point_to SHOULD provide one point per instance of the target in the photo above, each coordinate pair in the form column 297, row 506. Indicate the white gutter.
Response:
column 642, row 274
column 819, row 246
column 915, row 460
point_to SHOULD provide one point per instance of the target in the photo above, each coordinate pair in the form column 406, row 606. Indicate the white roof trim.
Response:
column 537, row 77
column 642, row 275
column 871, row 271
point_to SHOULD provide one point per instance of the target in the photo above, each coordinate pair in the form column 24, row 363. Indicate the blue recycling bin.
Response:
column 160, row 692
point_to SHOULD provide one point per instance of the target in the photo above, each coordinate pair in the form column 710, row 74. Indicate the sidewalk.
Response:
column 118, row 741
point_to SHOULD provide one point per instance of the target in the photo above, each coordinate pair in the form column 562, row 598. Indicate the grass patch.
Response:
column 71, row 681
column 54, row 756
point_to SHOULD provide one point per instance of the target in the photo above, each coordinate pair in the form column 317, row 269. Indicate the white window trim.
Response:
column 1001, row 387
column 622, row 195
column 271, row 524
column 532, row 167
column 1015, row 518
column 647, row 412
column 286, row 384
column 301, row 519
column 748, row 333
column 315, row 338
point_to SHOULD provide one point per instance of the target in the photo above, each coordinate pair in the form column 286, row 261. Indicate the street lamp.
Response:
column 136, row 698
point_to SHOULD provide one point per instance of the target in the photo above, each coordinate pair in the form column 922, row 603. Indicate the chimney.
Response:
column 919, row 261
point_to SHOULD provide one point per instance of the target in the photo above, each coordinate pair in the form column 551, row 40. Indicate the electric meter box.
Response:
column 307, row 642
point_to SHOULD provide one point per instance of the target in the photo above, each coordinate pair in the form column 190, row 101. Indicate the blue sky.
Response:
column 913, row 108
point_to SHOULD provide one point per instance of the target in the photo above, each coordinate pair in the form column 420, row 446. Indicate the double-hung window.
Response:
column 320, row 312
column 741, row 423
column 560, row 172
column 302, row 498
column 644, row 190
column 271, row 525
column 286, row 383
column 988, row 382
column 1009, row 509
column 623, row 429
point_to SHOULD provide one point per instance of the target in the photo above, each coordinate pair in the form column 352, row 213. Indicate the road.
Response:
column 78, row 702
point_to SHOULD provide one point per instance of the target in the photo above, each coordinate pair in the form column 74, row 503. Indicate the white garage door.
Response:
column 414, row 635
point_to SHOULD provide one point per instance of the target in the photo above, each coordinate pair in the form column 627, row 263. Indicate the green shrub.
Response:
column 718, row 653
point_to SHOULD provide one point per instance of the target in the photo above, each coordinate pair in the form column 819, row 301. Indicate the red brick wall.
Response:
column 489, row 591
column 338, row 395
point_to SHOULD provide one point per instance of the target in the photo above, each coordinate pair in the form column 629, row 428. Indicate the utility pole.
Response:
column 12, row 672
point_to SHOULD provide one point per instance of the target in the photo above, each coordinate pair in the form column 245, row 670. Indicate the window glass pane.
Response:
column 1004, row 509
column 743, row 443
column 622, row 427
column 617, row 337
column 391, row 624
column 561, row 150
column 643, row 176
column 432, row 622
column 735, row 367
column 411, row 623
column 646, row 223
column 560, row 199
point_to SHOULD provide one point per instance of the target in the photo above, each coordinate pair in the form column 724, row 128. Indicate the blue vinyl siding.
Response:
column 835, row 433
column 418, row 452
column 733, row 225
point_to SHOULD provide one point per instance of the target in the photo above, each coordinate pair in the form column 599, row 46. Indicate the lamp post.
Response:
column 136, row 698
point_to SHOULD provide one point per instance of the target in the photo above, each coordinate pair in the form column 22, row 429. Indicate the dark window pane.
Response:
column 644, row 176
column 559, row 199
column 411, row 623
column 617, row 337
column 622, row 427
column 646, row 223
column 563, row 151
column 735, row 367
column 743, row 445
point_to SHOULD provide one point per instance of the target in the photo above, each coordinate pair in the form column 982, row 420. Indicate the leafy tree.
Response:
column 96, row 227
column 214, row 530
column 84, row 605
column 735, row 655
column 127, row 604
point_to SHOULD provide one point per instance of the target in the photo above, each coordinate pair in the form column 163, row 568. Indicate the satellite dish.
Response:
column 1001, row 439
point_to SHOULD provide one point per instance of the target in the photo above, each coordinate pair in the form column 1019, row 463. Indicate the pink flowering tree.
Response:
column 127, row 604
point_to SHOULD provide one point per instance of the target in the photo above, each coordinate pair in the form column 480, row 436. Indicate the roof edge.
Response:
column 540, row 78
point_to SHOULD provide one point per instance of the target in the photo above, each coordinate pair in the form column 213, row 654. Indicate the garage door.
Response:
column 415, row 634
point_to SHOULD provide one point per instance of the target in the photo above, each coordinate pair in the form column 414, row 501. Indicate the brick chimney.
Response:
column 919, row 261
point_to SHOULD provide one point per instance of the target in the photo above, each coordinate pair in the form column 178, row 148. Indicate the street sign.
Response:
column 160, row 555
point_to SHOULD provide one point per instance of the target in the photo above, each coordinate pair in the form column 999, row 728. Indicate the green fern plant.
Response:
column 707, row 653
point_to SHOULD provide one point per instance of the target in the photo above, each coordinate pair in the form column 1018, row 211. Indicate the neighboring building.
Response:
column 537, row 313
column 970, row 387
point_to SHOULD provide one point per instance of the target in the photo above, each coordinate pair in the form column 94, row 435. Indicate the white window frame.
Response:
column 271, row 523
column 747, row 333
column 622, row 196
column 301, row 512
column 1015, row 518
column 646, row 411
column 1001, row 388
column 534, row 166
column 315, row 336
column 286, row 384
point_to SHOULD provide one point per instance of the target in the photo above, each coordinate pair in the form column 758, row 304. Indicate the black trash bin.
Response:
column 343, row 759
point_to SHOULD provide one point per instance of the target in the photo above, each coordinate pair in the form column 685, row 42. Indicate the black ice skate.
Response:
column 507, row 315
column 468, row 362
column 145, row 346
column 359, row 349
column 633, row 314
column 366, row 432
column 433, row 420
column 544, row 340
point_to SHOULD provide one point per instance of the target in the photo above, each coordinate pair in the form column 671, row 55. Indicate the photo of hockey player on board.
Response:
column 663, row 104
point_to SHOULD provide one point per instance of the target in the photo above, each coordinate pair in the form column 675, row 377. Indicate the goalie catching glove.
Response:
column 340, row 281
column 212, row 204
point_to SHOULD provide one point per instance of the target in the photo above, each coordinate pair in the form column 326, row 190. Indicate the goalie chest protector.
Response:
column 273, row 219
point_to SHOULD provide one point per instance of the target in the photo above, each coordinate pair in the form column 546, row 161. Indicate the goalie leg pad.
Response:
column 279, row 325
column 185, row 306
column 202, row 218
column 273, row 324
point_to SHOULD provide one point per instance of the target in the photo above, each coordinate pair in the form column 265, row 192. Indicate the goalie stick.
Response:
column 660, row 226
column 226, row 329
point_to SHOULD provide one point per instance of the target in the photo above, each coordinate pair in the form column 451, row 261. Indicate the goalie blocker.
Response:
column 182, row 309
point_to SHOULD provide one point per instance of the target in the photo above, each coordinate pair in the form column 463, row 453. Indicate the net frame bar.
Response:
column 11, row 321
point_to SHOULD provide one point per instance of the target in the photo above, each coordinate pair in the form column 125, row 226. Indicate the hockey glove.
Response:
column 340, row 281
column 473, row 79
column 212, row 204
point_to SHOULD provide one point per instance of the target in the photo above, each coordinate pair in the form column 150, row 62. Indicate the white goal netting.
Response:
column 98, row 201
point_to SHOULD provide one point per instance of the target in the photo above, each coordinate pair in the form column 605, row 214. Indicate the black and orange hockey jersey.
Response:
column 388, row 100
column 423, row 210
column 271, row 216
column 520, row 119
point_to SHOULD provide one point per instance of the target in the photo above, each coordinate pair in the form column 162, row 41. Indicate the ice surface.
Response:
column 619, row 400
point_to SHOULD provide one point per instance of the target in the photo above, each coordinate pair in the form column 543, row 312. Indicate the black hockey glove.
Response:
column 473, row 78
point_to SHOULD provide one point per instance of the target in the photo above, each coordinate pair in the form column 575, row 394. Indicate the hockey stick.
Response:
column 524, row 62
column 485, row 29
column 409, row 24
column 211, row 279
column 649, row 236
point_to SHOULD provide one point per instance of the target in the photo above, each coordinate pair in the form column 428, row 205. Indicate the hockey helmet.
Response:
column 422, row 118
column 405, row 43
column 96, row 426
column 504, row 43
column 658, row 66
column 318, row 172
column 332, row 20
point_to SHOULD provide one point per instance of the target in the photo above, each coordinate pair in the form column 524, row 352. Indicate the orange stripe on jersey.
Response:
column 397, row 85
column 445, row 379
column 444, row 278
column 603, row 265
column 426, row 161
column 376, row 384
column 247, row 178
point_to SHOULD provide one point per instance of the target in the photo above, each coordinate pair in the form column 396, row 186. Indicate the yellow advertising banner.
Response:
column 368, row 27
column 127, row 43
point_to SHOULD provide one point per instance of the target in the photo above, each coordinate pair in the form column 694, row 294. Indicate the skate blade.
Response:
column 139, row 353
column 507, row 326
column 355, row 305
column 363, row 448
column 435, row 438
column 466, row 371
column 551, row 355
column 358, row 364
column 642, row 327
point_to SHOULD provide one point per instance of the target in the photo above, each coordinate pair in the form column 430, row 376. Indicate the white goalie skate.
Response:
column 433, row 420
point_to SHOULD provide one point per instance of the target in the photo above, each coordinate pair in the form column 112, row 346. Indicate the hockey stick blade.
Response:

## 従うべき指示
上の記録から、「the goalie stick.」を含む行に始まり「column 98, row 201」を含む行に終わる部分を、両端の行も含めて一字一句変えずに繰り返してください。

## このタスクの出力
point_to SHOULD provide one point per instance of the target in the photo above, each coordinate pair in the form column 265, row 192. Indicate the goalie stick.
Response:
column 660, row 226
column 226, row 329
point_to SHOULD provide one point per instance of the target in the photo above, each coordinate pair in the form column 451, row 261. Indicate the goalie blocker.
Response:
column 182, row 309
point_to SHOULD provide one point per instance of the target in the photo above, each coordinate pair in the form column 463, row 453. Indicate the net frame bar.
Response:
column 11, row 321
point_to SHOULD provide one point per instance of the target in the photo above, each coordinate pair in the form column 125, row 226. Indicate the hockey glove.
Response:
column 340, row 281
column 473, row 79
column 212, row 204
point_to SHOULD provide one point per instance of the target in the photo above, each coordinate pair in the form column 150, row 62. Indicate the white goal netting.
Response:
column 98, row 201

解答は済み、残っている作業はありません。